§ WORK INSTRUCTION: Print out the data below in full, exactly as written.
[PROVIDED DATA Boundary: Start]
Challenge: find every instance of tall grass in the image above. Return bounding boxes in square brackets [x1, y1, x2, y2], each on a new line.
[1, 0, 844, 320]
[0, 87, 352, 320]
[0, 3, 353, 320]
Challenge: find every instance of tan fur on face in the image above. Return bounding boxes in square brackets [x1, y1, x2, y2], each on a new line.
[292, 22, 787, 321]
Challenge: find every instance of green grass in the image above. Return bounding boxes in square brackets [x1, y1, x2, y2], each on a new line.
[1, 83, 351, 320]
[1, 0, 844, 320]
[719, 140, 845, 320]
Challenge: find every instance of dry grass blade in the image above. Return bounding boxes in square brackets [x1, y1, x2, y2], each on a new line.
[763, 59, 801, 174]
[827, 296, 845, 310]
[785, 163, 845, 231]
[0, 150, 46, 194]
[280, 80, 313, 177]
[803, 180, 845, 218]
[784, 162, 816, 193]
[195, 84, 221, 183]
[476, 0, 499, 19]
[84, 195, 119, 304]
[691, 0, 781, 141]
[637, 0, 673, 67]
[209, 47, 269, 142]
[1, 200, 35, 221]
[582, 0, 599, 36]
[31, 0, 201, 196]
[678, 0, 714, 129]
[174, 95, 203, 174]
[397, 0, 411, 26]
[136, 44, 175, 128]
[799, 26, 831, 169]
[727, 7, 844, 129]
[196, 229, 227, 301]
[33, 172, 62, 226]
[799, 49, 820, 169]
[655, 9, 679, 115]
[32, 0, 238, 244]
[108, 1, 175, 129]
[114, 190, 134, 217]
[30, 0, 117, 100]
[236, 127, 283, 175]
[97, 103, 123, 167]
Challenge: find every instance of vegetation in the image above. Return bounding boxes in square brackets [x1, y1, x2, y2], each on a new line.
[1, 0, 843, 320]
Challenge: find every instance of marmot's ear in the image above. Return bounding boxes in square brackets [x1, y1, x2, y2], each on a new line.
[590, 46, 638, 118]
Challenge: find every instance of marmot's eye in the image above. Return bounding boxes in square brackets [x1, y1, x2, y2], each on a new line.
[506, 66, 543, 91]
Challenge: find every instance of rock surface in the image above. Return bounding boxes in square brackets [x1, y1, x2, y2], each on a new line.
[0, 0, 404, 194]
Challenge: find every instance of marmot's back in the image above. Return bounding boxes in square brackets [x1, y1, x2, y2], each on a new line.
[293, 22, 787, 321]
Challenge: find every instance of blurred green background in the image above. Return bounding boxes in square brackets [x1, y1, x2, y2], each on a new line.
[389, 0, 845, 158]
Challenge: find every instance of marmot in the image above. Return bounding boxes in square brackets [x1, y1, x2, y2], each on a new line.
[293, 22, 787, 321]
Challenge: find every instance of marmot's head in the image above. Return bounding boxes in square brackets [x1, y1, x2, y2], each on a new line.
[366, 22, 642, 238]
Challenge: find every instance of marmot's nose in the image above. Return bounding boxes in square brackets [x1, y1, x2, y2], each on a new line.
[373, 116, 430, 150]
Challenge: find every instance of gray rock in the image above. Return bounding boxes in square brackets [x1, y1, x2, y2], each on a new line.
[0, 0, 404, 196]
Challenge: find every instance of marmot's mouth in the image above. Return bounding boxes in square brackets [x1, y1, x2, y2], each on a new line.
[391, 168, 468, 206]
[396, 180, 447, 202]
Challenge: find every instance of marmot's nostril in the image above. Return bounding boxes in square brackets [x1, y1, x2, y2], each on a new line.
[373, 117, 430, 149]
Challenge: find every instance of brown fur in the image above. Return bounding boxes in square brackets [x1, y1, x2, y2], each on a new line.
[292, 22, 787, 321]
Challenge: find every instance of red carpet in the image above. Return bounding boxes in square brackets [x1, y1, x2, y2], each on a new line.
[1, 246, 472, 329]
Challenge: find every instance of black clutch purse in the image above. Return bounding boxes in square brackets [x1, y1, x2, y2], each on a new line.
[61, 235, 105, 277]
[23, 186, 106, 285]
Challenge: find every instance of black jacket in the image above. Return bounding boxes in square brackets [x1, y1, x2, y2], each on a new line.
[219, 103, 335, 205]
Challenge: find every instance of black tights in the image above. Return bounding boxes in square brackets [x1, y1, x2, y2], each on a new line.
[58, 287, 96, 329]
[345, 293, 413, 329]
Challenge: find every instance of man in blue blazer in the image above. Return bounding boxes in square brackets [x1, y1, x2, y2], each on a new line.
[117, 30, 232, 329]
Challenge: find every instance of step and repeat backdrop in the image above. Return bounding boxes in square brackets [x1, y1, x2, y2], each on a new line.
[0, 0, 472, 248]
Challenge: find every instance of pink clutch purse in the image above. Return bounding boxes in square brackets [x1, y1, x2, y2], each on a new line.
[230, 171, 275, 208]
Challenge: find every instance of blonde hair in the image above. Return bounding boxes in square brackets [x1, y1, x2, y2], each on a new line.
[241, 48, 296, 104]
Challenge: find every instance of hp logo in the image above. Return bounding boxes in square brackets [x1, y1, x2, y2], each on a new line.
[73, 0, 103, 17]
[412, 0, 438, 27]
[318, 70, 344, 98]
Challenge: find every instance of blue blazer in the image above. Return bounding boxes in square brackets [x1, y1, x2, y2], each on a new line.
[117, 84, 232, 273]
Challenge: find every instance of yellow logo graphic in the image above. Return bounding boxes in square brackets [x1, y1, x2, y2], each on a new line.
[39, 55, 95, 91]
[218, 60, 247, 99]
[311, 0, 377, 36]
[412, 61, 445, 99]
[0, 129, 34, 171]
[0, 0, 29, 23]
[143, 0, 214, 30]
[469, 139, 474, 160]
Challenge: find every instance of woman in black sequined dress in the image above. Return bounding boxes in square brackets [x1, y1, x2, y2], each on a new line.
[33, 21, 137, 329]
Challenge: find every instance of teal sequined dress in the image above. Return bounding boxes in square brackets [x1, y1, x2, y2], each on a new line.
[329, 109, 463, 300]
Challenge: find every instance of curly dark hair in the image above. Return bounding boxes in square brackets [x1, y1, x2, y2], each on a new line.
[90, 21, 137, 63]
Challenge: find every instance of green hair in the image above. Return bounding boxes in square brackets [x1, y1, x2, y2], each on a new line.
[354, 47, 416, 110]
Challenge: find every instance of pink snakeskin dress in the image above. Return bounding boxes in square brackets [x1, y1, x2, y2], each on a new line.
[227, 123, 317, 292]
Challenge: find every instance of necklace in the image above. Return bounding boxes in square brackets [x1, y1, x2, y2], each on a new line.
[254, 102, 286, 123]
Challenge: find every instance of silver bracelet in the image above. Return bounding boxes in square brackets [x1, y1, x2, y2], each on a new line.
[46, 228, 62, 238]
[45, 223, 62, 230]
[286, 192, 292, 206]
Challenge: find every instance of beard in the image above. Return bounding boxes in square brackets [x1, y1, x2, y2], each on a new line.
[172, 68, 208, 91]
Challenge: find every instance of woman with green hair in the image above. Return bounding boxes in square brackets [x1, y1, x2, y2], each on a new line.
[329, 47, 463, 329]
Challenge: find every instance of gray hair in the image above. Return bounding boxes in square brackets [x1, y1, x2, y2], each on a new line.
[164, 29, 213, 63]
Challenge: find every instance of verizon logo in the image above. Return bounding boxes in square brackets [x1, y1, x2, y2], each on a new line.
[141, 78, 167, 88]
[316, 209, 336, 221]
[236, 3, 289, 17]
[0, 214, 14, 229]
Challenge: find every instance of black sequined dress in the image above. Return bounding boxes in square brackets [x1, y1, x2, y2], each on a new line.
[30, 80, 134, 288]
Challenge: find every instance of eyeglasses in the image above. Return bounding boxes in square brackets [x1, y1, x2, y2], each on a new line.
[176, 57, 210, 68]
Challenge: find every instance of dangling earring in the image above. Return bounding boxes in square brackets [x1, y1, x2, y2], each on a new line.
[PROVIDED DATA Boundary: End]
§ ANSWER SPACE:
Challenge: find every instance of tall grass in the image above. Return bounding boxes in square brackets [x1, y1, x2, y2], each on a new line.
[1, 0, 844, 320]
[0, 87, 352, 320]
[0, 3, 353, 320]
Challenge: find every instance of tan fur on face in the image above. Return bounding boxes in square brackets [x1, y1, x2, y2], each on a new line.
[292, 22, 787, 321]
Challenge: find every instance of green grass in the image above. Return bounding boxes in square brackets [x1, y1, x2, y2], each on a new line.
[1, 83, 351, 320]
[1, 0, 844, 320]
[719, 140, 845, 320]
Challenge: find every instance of dry grass blade in the image above. Return bounding boxes in square brackets [x1, y1, x2, y2], each on a new line.
[763, 59, 801, 174]
[827, 296, 845, 310]
[785, 163, 845, 231]
[0, 150, 46, 194]
[280, 80, 313, 177]
[803, 180, 845, 218]
[784, 162, 816, 193]
[195, 84, 221, 183]
[476, 0, 499, 19]
[84, 195, 119, 304]
[691, 0, 781, 141]
[637, 0, 673, 67]
[209, 47, 269, 142]
[1, 200, 35, 221]
[582, 0, 599, 36]
[31, 0, 201, 196]
[678, 0, 714, 129]
[174, 95, 203, 174]
[397, 0, 411, 26]
[136, 44, 175, 128]
[799, 26, 831, 169]
[727, 7, 844, 129]
[196, 229, 227, 301]
[33, 172, 62, 226]
[799, 49, 820, 169]
[655, 9, 679, 115]
[32, 0, 238, 244]
[108, 1, 175, 129]
[114, 190, 134, 217]
[30, 0, 117, 100]
[236, 127, 283, 175]
[97, 103, 123, 167]
Challenge: find every instance of vegetation in the image above. Return bounding boxes in square brackets [x1, y1, x2, y2], each on a new line.
[1, 0, 843, 320]
Challenge: find every instance of marmot's ear in the image above. Return bounding boxes in square brackets [x1, y1, x2, y2], each on a new line.
[590, 46, 638, 118]
Challenge: find every instance of marmot's eye in the image above. Return bounding boxes in square brackets [x1, y1, x2, y2], each on a new line.
[506, 66, 543, 91]
Challenge: find every instance of rock surface in the image above. Return bounding boxes in square brackets [x1, y1, x2, y2], each on a new line.
[0, 0, 404, 194]
Challenge: find every instance of marmot's back in the image above. Return bounding boxes in square brackets [x1, y1, x2, y2], each on a new line.
[293, 22, 787, 321]
Challenge: find every instance of blurred green background in the image above. Return bounding boxes in square brackets [x1, y1, x2, y2], each on a new line.
[389, 0, 845, 158]
Challenge: find every instance of marmot in the image above. Return bounding boxes in square brackets [x1, y1, x2, y2], each on a new line.
[293, 22, 787, 321]
Challenge: find every instance of marmot's head in the image above. Return bounding boxes in square brackets [x1, y1, x2, y2], each on a new line.
[366, 22, 642, 238]
Challenge: find every instance of marmot's nose in the image above. Return bounding boxes in square brackets [x1, y1, x2, y2], each on a new line.
[373, 116, 430, 150]
Challenge: find every instance of gray rock in the image above. Return bounding boxes in square brackets [x1, y1, x2, y2], each on a new line.
[0, 0, 404, 196]
Challenge: find every instance of marmot's mouth in the image above. Return bounding boxes in square brackets [x1, y1, x2, y2], each on a new line.
[391, 168, 468, 206]
[396, 180, 447, 202]
Challenge: find every instance of marmot's nostril in the image above. Return bounding boxes in square brackets [x1, y1, x2, y2], each on a new line.
[373, 117, 430, 149]
Challenge: find every instance of brown fur in the image above. Return bounding boxes in square brackets [x1, y1, x2, y2], each on a new line.
[292, 22, 787, 321]
Challenge: find every instance of red carpet in the image above. Return bounding boxes in square brackets [x1, y1, x2, y2], each on a new line.
[1, 246, 472, 329]
Challenge: find every instance of black clutch purse in the image above. Return bounding boxes in square brackets [x1, y1, x2, y2], each on a new line.
[61, 235, 105, 277]
[23, 186, 106, 285]
Challenge: find every instance of black jacket in the image above. Return bounding boxes in square brackets [x1, y1, x2, y2], each on a new line.
[219, 103, 335, 205]
Challenge: find every instance of black tights in the image above. Return bounding boxes in square brackets [x1, y1, x2, y2], each on a new line.
[58, 287, 96, 329]
[345, 293, 413, 329]
Challenge: find every instance of man in blue blazer in the image above. Return bounding boxes in square brackets [x1, y1, x2, y2], each on a new line.
[117, 30, 232, 329]
Challenge: find every instance of step and repeat backdrop in the image above. Return bounding boxes in square brackets [x1, y1, x2, y2], each on a new line.
[0, 0, 472, 248]
Challenge: find every instance of pink clutch purse in the image above. Return bounding boxes in square brackets [x1, y1, x2, y2], each on a new line.
[230, 171, 275, 208]
Challenge: find every instance of blonde hair in the image above. Return bounding boxes in square brackets [x1, y1, x2, y2], each on a new line.
[241, 48, 296, 104]
Challenge: find every instance of hp logo in the image above. Return bounding boxes in square brackets [x1, y1, x2, y2], each on a new line.
[73, 0, 103, 17]
[412, 0, 438, 27]
[318, 70, 344, 98]
Challenge: find every instance of blue blazer in the image above. Return bounding boxes in square brackets [x1, y1, x2, y2], each on a new line.
[117, 84, 232, 273]
Challenge: find every instance of yellow logo graphic in the image above. Return bounding boxes in square brackets [x1, y1, x2, y2], each on a new line.
[39, 55, 95, 91]
[218, 60, 247, 99]
[311, 0, 377, 36]
[412, 61, 445, 99]
[0, 129, 34, 171]
[0, 0, 29, 23]
[143, 0, 214, 30]
[469, 139, 474, 160]
Challenge: find every instance of woman in black sequined dress in the image above. Return bounding boxes in square brackets [x1, y1, x2, y2], each on a new line.
[33, 21, 137, 329]
Challenge: find every instance of teal sequined dress in the image above. Return bounding boxes in square brackets [x1, y1, x2, y2], each on a new line.
[329, 109, 463, 300]
Challenge: find every instance of curly dark hair in the image above. Return bounding boxes in square brackets [x1, y1, x2, y2], each on a new line.
[90, 21, 137, 63]
Challenge: find every instance of green hair in the image above. Return bounding boxes in square brackets [x1, y1, x2, y2], each on a new line.
[354, 47, 416, 110]
Challenge: find every instance of pink snakeskin dress in the image above. Return bounding boxes in square brackets [x1, y1, x2, y2], each on a new line.
[227, 123, 317, 292]
Challenge: find every instance of necklace in the image above. Return bounding boxes in square brackets [x1, y1, x2, y2], each on a new line.
[254, 102, 286, 123]
Challenge: find every instance of silver bracelet in the image above. Return bounding boxes in square brackets [x1, y1, x2, y2], each on a new line.
[46, 228, 62, 238]
[45, 223, 62, 230]
[286, 192, 292, 206]
Challenge: find every instance of beard in the image above. Return bounding boxes in square brackets [x1, y1, x2, y2], each on a new line.
[172, 68, 208, 91]
Challenge: find every instance of woman with green hair in the image above. Return bounding boxes in square brackets [x1, y1, x2, y2], each on a new line.
[329, 47, 463, 329]
Challenge: find every instance of gray hair in the image above. Return bounding boxes in square brackets [x1, y1, x2, y2], each on a new line.
[164, 29, 213, 63]
Challenge: find every instance of verizon logo in the image above. Return bounding boxes in square brackets [x1, y1, x2, y2], each on a new line.
[141, 78, 167, 88]
[316, 209, 336, 221]
[236, 3, 289, 17]
[0, 214, 14, 229]
Challenge: find every instance of black sequined dress in the image above. Return bounding boxes in square brackets [x1, y1, x2, y2], each on a new line.
[30, 80, 134, 288]
Challenge: find every instance of eyeglasses in the image above. Return bounding boxes in square brackets [x1, y1, x2, y2], each on a new line.
[176, 57, 210, 68]
Challenge: find every instance of dangling earring in the image above. Return bounding boxes in square brackets [x1, y1, x2, y2], each on a new line.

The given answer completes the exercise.